Description of the task: Only the lines from the one containing "Query: fruit stand shelf" through the last line below should be written out, exactly and with both ends kept.

=====

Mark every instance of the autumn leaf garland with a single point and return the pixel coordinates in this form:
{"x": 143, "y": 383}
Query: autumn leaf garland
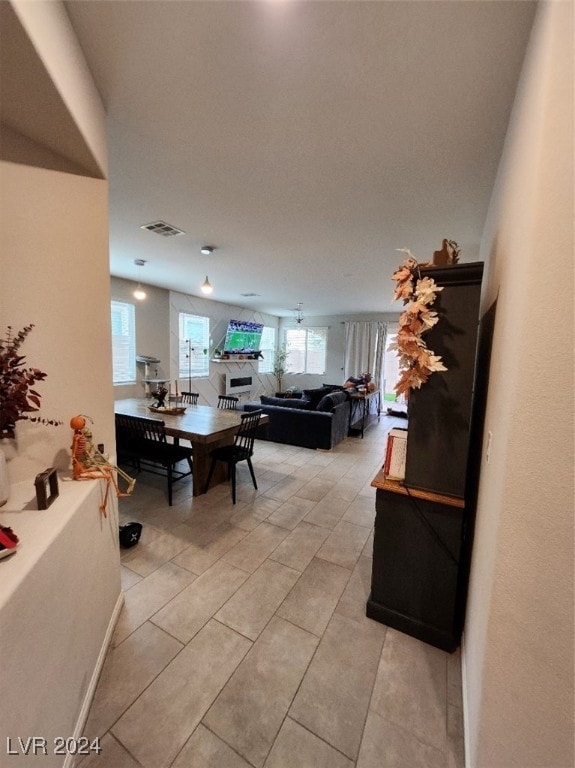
{"x": 416, "y": 361}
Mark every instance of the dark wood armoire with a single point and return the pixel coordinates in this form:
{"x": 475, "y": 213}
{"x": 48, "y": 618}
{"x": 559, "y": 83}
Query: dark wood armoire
{"x": 424, "y": 526}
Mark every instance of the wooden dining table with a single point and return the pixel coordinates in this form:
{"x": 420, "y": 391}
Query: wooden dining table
{"x": 204, "y": 426}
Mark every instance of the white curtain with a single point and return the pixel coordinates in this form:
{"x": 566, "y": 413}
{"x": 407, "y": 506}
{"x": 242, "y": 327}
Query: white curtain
{"x": 364, "y": 349}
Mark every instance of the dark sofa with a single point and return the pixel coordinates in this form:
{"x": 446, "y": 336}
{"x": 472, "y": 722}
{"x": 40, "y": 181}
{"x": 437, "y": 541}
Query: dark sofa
{"x": 317, "y": 419}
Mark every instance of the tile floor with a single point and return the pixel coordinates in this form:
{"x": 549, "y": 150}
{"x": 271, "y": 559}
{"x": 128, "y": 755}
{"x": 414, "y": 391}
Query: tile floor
{"x": 243, "y": 641}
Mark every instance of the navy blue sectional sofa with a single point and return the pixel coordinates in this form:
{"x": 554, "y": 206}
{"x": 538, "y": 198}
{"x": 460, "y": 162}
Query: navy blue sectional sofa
{"x": 317, "y": 419}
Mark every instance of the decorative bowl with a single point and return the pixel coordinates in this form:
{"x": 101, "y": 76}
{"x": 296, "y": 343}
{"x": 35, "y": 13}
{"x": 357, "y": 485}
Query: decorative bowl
{"x": 171, "y": 410}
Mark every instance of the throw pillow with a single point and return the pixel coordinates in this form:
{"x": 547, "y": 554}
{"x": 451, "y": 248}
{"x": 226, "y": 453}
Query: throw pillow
{"x": 329, "y": 402}
{"x": 315, "y": 395}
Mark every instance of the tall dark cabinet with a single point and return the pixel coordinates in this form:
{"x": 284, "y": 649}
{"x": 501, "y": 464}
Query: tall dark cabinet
{"x": 424, "y": 526}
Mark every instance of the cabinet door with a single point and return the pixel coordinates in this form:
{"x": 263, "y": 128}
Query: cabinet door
{"x": 415, "y": 585}
{"x": 439, "y": 413}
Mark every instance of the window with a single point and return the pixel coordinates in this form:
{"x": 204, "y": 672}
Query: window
{"x": 268, "y": 350}
{"x": 123, "y": 342}
{"x": 194, "y": 346}
{"x": 306, "y": 350}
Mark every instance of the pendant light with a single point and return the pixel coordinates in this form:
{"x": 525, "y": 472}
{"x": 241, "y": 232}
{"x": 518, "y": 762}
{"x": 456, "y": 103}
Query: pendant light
{"x": 139, "y": 293}
{"x": 206, "y": 287}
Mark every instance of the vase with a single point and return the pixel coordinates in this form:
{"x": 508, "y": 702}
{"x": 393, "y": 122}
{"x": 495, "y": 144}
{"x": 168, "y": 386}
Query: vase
{"x": 4, "y": 480}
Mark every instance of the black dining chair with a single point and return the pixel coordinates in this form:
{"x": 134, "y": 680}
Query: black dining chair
{"x": 142, "y": 443}
{"x": 242, "y": 449}
{"x": 228, "y": 401}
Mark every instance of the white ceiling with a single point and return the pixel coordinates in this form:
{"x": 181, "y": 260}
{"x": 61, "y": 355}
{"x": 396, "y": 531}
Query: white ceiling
{"x": 306, "y": 141}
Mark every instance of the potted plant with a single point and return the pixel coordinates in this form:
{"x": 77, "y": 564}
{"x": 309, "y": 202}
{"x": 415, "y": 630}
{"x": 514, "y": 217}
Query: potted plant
{"x": 279, "y": 368}
{"x": 18, "y": 399}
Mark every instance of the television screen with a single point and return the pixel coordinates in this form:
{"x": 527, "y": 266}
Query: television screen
{"x": 243, "y": 336}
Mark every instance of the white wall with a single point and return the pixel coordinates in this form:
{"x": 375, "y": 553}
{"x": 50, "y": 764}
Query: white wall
{"x": 54, "y": 245}
{"x": 54, "y": 273}
{"x": 518, "y": 643}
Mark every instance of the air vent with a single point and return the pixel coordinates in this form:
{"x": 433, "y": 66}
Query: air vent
{"x": 161, "y": 228}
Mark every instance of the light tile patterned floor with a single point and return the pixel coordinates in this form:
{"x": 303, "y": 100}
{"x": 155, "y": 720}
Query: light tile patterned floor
{"x": 244, "y": 643}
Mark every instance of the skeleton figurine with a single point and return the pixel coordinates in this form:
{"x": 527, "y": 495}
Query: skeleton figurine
{"x": 89, "y": 463}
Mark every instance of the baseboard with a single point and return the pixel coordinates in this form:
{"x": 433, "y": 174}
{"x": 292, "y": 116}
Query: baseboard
{"x": 91, "y": 690}
{"x": 466, "y": 740}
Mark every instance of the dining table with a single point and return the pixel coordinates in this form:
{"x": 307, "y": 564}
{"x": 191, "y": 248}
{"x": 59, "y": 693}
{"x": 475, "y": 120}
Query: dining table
{"x": 205, "y": 426}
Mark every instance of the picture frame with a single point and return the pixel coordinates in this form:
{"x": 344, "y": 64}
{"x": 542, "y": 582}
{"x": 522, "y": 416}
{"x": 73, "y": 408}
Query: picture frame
{"x": 46, "y": 484}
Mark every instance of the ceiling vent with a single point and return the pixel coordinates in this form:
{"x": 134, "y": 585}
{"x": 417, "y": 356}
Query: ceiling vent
{"x": 161, "y": 228}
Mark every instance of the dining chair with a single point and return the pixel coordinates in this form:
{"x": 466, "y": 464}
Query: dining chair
{"x": 228, "y": 401}
{"x": 142, "y": 442}
{"x": 242, "y": 449}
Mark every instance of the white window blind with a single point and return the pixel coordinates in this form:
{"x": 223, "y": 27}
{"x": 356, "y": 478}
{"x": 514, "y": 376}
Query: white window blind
{"x": 306, "y": 350}
{"x": 268, "y": 350}
{"x": 194, "y": 338}
{"x": 123, "y": 342}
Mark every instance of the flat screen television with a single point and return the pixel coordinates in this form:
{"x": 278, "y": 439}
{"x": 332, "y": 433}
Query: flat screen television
{"x": 243, "y": 337}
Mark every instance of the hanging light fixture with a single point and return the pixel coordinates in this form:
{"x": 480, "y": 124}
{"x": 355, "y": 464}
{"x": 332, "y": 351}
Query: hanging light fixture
{"x": 206, "y": 287}
{"x": 139, "y": 293}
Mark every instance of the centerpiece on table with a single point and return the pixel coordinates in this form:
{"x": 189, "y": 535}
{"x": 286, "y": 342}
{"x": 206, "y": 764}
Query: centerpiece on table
{"x": 160, "y": 394}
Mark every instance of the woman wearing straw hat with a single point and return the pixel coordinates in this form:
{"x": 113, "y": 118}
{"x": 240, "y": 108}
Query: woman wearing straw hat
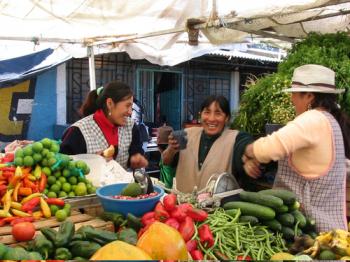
{"x": 311, "y": 149}
{"x": 107, "y": 125}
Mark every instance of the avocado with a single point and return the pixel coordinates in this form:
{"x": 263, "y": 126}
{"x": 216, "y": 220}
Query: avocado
{"x": 132, "y": 190}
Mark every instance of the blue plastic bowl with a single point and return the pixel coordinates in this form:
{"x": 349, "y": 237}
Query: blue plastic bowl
{"x": 137, "y": 207}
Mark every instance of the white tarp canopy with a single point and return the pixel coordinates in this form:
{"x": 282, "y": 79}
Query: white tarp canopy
{"x": 156, "y": 29}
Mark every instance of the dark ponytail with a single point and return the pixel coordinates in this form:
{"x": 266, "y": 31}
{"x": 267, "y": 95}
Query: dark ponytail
{"x": 117, "y": 91}
{"x": 329, "y": 102}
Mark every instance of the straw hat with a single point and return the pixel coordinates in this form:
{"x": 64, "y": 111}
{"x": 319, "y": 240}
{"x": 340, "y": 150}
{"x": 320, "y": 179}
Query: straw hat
{"x": 313, "y": 78}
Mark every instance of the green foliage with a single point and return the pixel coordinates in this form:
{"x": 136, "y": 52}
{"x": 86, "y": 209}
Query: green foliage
{"x": 263, "y": 102}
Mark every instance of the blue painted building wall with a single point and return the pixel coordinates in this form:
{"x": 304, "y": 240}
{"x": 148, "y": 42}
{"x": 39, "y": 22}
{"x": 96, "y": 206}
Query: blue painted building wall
{"x": 44, "y": 114}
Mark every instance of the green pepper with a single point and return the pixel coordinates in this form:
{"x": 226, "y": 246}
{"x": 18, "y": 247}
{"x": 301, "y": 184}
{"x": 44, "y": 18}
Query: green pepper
{"x": 128, "y": 235}
{"x": 35, "y": 256}
{"x": 134, "y": 222}
{"x": 62, "y": 253}
{"x": 49, "y": 233}
{"x": 64, "y": 234}
{"x": 42, "y": 245}
{"x": 16, "y": 253}
{"x": 116, "y": 218}
{"x": 84, "y": 248}
{"x": 100, "y": 236}
{"x": 3, "y": 250}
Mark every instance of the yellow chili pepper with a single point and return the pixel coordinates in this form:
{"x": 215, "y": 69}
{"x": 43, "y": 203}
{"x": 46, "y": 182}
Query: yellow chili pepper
{"x": 6, "y": 200}
{"x": 30, "y": 197}
{"x": 16, "y": 205}
{"x": 19, "y": 213}
{"x": 15, "y": 192}
{"x": 45, "y": 208}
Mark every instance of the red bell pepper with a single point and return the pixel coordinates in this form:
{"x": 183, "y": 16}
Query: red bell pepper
{"x": 187, "y": 229}
{"x": 160, "y": 213}
{"x": 31, "y": 204}
{"x": 191, "y": 245}
{"x": 197, "y": 255}
{"x": 170, "y": 202}
{"x": 178, "y": 214}
{"x": 205, "y": 235}
{"x": 198, "y": 215}
{"x": 173, "y": 223}
{"x": 55, "y": 201}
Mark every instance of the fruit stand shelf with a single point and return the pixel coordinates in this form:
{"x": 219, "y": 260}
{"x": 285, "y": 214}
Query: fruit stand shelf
{"x": 76, "y": 217}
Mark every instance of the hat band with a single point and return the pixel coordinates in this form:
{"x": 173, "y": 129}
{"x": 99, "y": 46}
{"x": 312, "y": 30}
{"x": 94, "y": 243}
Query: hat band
{"x": 314, "y": 84}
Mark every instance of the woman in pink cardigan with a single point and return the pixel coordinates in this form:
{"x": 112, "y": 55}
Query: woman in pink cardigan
{"x": 311, "y": 149}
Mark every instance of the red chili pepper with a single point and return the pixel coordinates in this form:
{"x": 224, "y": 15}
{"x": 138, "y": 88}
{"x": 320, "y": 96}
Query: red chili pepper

=====

Solution for this task:
Query: fruit stand shelf
{"x": 76, "y": 217}
Mark every instance of the hat band with a single point and return the pixel coordinates in this form:
{"x": 173, "y": 129}
{"x": 99, "y": 46}
{"x": 312, "y": 30}
{"x": 94, "y": 243}
Query: hat band
{"x": 314, "y": 84}
Mark every instance of the woman in pink cardigan with a single point and return the pixel coordinates in this form:
{"x": 112, "y": 55}
Query: woman in pink cardigan
{"x": 311, "y": 149}
Mark every instance of the red chili pepper with a single point and return the pixel coordinates in this form:
{"x": 224, "y": 15}
{"x": 138, "y": 88}
{"x": 320, "y": 96}
Query: red chili pepper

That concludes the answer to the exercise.